*** Begin section ***
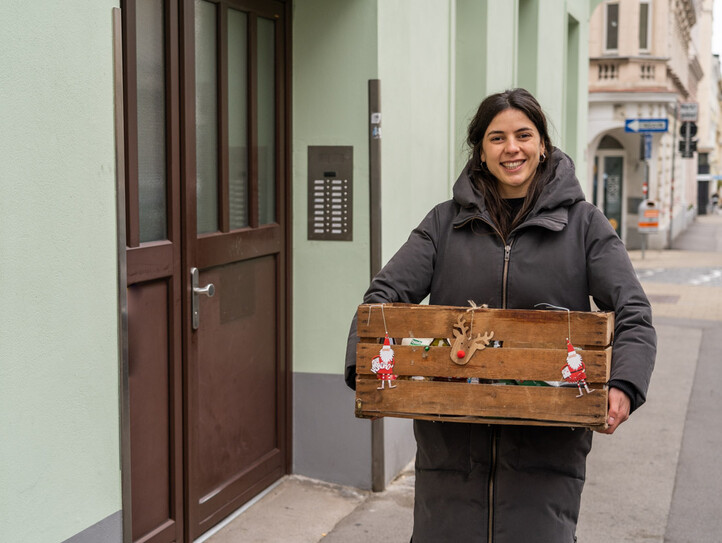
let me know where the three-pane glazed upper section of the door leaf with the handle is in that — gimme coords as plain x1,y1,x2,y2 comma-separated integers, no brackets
195,0,279,234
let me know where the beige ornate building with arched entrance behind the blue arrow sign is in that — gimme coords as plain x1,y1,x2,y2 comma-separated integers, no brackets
588,0,719,248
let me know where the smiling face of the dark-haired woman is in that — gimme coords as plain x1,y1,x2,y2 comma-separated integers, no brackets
481,109,546,198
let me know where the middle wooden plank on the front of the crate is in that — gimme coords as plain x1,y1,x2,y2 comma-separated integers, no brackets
356,342,612,383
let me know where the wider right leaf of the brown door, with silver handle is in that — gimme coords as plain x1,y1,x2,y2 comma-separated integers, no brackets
184,0,290,537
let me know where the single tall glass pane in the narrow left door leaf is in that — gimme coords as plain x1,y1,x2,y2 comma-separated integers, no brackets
135,0,168,243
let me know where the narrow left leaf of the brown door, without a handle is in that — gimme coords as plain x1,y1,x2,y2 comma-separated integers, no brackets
122,0,185,543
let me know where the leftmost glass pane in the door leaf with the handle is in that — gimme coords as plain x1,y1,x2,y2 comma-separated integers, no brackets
195,0,218,234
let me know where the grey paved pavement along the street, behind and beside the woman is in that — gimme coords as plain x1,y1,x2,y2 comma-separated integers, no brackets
197,216,722,543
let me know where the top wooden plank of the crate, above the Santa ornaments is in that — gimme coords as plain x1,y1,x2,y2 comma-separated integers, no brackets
357,304,614,348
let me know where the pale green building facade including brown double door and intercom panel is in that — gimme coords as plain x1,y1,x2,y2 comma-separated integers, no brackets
0,0,598,543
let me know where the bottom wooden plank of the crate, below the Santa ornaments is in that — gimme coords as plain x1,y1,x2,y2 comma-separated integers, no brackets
356,378,607,427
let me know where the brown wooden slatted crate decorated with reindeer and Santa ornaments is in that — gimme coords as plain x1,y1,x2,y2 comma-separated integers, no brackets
356,304,614,429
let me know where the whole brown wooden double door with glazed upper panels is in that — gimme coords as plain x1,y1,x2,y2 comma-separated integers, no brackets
*** End section ***
DESCRIPTION OF THE TASK:
Repeat precisely the lines of the data starting at the one containing "let me know where the brown", last line included.

TASK RESULT:
let me know where the brown wooden slatted crate decorated with reindeer and Santa ornaments is in that — gimme coords as plain x1,y1,x2,y2 comma-separated integers, no brackets
356,304,614,429
let me know where the whole brown wooden double door with glazed upper panels is in that — gimme coords as plain x1,y1,x2,y2 comma-separated integers, no brackets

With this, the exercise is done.